■ PROVIDED TEXT:
###

This was excellent. It's what i wish i would've had the motivation to type up, and what i sought for discussion, to quench the thirst for discussing the glory of this great piece of art. I apologize i couldn't structure my response by quoting individual parts, as i feel doing it while reading would have distracted me, and i don't have enough time to reread it. I hope expressing academic ideas will help my get half as good as you at expressing my philosophical ideas by the end of my studies, it's something i really enjoy but where i often find myself a bit clumsy.
Hanako's route was deeply personal for me, and the feels didn't hit me until a day after, the time to properly absorve everything. My experience with it was split in halves, the first day, i did everything from the shopping trip with Lilly to the goodbye party where Hanako ends up drunk: very enjoyable, very heartwarming, resonated with me, it's what i sought, and a story not unlike the dozen or so i had done before. Then, i did everything that came after, and it was the single most thought provoking thing i had ever experienced, and it was unique, it reached much higher than i expected it to, it shown relationships much more humanely and realistically than i wanted it to. It didn't challenge any views i held in the end, if anything it reinforced them, but that was something i am glad to have experienced.

###

■ INFORMATION GIVEN:
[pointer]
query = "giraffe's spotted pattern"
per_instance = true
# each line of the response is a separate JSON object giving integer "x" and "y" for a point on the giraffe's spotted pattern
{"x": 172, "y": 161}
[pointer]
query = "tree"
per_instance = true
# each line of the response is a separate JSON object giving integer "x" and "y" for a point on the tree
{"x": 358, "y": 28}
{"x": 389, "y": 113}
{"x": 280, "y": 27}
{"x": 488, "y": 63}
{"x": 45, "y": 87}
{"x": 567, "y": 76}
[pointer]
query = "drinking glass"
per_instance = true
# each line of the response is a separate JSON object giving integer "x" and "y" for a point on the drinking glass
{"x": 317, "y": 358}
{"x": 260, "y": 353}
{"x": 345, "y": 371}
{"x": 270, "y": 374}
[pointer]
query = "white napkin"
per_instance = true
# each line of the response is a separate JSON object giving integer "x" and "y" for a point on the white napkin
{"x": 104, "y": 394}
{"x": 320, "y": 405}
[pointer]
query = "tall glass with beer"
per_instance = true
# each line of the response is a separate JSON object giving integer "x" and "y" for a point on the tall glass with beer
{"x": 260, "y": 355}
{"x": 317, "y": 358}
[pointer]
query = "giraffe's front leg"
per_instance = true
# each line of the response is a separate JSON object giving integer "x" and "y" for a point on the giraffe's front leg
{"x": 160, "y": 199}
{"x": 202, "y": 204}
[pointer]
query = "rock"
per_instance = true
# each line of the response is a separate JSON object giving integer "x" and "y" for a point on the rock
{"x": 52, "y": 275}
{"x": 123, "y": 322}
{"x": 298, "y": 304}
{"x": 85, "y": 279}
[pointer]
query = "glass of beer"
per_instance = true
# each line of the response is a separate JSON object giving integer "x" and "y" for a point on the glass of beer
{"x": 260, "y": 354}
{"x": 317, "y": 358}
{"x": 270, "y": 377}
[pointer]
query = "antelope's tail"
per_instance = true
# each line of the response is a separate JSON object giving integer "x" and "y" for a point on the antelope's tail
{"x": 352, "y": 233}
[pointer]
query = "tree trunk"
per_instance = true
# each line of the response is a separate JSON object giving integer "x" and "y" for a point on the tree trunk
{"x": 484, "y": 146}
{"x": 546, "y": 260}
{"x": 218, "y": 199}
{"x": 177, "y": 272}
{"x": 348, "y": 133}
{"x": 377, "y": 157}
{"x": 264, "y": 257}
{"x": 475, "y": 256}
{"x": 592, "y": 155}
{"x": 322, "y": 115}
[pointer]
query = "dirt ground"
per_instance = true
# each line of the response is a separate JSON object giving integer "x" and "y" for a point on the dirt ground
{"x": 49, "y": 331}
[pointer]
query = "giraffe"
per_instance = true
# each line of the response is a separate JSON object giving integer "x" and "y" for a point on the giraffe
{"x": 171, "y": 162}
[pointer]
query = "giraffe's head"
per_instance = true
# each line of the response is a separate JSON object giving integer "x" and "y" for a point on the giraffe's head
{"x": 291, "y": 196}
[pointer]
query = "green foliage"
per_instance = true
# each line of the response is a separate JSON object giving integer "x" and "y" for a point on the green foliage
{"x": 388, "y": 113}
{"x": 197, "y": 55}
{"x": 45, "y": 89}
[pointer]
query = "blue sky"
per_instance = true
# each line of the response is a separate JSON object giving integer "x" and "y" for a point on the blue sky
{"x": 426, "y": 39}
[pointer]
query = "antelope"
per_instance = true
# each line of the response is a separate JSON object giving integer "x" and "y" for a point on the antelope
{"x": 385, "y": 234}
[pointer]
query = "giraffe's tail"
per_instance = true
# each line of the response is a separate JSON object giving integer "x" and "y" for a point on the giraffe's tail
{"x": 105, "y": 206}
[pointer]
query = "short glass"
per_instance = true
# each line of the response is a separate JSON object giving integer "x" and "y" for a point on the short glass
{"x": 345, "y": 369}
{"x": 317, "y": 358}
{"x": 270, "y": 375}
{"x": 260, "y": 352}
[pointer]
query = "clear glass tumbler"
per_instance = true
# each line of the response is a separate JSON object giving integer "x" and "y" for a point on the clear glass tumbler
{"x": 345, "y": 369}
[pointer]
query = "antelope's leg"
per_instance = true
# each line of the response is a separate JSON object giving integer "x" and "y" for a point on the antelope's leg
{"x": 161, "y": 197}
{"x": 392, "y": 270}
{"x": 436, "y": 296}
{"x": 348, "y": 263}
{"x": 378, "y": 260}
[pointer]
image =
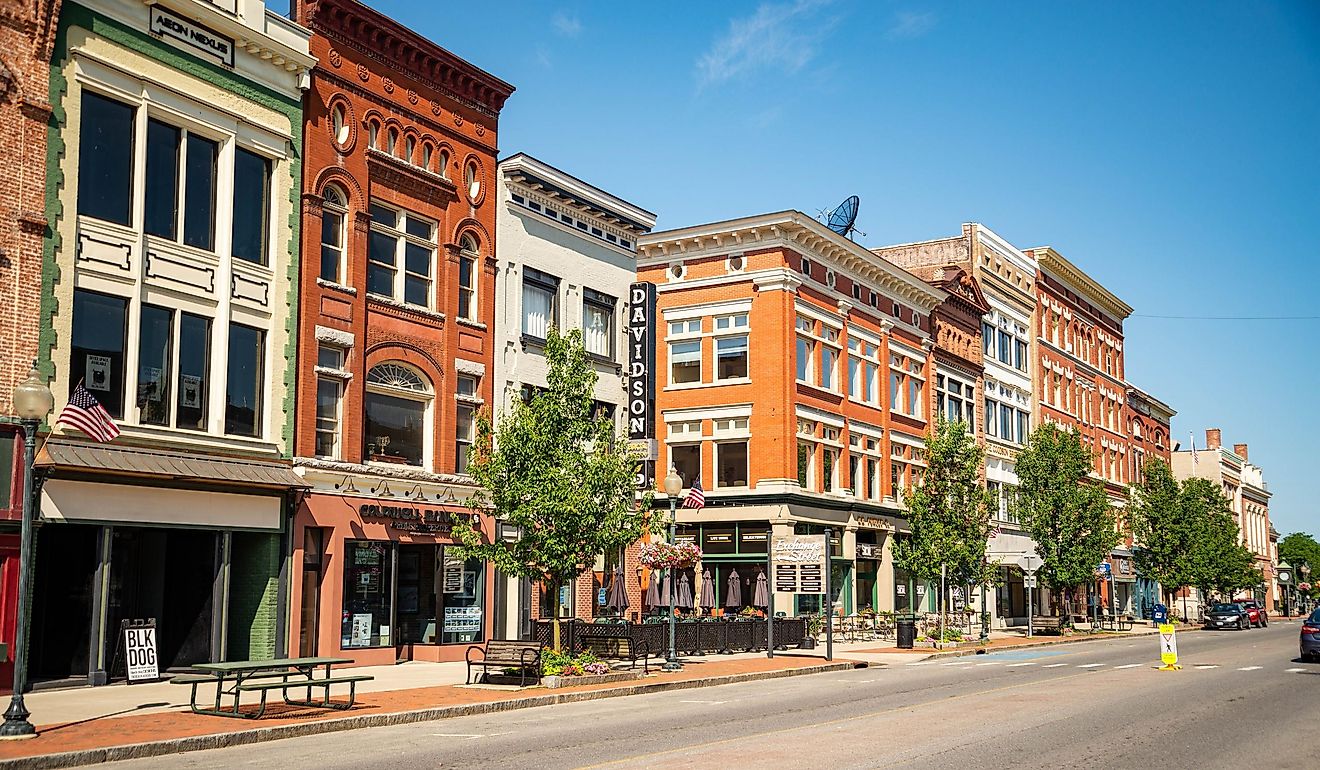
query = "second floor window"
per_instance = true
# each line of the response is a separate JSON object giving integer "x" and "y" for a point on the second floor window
{"x": 401, "y": 255}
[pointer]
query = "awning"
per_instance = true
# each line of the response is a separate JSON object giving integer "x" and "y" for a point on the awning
{"x": 64, "y": 455}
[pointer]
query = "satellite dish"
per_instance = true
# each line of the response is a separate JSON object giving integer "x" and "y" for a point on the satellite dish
{"x": 842, "y": 219}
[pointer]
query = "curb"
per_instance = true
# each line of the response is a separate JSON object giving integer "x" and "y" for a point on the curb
{"x": 378, "y": 720}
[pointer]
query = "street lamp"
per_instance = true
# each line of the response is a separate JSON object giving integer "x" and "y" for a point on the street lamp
{"x": 672, "y": 486}
{"x": 32, "y": 402}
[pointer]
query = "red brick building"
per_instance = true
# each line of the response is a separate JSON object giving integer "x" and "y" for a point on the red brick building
{"x": 27, "y": 36}
{"x": 395, "y": 350}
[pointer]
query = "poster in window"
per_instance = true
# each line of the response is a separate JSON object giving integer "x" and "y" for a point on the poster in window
{"x": 98, "y": 373}
{"x": 190, "y": 396}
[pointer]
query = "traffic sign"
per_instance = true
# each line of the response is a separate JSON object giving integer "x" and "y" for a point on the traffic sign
{"x": 1168, "y": 647}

###

■ WHAT IS NEEDED: Condense the paragraph in the provided text that begins "Hanako's route was deeply personal" into a short bulleted list that keeps its main facts.

■ ANSWER AREA:
- Hanako's route was deeply personal to the writer, though its emotional impact hit only a day later.
- The writer played it in two halves.
- The first day covered everything from the shopping trip with Lilly to the goodbye party where Hanako ends up drunk. It was enjoyable and heartwarming, and like the dozen or so stories played before.
- The rest was the most thought-provoking and unique experience yet. It showed relationships more humanely and realistically than expected.
- It challenged none of the writer's views and instead reinforced them, and the writer is glad to have experienced it.